* [Text to read]:
## START

On Being
and Building:

An Interview
with Tiger Dingsun

Interviewed by Lea Seo Maggie Xian

Tiger Dingsun is a web developer and graphic designer based in NYC. He is currently the web producer at Triple Canopy, an experimental magazine and arts non-profit. Other interests include fandom studies, paleo-archaeology, psychoanalysis, and the poetics of the digital quotidian.

LS

How would you describe your design practice to someone who's never seen your work before?

TD

That's a big question. I guess the way that I've described it in the past is that I'm interested in text and the materiality of text in a lot of different ways. I feel like I approach it in a very multidisciplinary way, so through writing, but also web design, web development, and more traditional print graphic design.

More salient to my practice is not so much the design or the output, but the research that I'm interested in. I would say my main research interests are around internet sub-communities and fandom and the way that institutional memory is created on the internet, essentially — as well as a bunch of other things. Post graduating from RISD, I've come to develop my practice more around these research questions that have coalesced for me, rather than anything that I'm making in particular.

## END

* [Tasks to carry out]:
**1)** Reproduce the stretch of the interview from "An Interview" through "your work before?".
**2)** Answer these questions using the interview.
(a) In which city is Tiger Dingsun based?
(b) At which organization does he currently work as web producer?
(c) Which school did he graduate from?
The entries after this point come from a different source than the interview.

* [Material provided]:
## START

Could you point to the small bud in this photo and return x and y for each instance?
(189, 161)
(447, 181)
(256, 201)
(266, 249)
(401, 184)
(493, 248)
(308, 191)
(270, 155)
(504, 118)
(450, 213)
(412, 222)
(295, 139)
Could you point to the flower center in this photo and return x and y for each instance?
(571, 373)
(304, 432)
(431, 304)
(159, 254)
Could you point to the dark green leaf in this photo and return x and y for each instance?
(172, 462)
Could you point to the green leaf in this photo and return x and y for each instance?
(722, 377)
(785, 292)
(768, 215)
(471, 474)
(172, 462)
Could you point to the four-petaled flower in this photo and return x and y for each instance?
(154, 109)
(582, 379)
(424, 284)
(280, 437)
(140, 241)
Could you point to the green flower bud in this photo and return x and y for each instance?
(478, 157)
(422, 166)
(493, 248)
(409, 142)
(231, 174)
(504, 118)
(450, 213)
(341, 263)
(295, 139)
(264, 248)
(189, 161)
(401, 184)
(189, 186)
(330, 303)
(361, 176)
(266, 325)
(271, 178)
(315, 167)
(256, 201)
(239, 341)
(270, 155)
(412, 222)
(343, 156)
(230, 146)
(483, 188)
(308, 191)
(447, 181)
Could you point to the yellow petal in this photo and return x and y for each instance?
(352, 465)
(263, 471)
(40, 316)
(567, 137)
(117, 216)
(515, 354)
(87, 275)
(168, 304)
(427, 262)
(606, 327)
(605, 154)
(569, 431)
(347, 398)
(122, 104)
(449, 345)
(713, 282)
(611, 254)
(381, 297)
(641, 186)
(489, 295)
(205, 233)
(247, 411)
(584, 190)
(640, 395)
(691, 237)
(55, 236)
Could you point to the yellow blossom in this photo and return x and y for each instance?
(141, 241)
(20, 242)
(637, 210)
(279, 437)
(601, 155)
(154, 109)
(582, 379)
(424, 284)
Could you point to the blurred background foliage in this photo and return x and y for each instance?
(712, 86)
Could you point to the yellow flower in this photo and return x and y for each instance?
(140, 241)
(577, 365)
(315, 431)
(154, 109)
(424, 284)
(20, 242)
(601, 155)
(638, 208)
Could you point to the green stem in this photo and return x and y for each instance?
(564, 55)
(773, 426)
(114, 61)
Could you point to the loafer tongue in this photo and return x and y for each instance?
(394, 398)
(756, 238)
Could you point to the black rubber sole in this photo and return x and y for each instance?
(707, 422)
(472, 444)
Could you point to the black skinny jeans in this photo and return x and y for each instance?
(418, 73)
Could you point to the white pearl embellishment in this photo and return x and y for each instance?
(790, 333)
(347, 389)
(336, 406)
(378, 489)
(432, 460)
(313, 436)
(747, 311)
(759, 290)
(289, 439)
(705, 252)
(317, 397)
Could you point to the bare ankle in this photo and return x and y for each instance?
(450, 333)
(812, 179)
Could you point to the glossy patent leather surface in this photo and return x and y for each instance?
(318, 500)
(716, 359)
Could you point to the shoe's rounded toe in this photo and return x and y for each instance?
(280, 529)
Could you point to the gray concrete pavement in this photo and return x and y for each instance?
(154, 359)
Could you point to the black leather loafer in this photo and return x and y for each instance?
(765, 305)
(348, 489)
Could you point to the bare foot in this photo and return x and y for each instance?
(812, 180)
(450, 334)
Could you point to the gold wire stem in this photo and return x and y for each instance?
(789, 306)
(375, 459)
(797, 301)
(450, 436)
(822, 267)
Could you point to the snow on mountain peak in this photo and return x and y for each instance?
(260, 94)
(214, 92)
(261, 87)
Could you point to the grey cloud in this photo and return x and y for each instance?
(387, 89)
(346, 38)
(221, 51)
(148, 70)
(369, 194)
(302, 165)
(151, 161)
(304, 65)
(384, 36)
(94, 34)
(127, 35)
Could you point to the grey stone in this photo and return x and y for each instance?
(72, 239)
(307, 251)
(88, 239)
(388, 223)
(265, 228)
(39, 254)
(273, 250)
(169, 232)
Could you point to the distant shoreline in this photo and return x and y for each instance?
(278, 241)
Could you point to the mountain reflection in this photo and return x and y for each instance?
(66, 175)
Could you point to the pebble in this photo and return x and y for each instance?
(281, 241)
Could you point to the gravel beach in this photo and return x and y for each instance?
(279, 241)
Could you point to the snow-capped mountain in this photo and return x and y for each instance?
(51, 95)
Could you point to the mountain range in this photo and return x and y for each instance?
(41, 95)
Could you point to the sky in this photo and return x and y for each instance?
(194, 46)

## END

* [In response]:
**1)**
An Interview
with Tiger Dingsun

Interviewed by Lea Seo Maggie Xian

Tiger Dingsun is a web developer and graphic designer based in NYC. He is currently the web producer at Triple Canopy, an experimental magazine and arts non-profit. Other interests include fandom studies, paleo-archaeology, psychoanalysis, and the poetics of the digital quotidian.

LS

How would you describe your design practice to someone who's never seen your work before?

**2)**
(a) NYC
(b) Triple Canopy
(c) RISD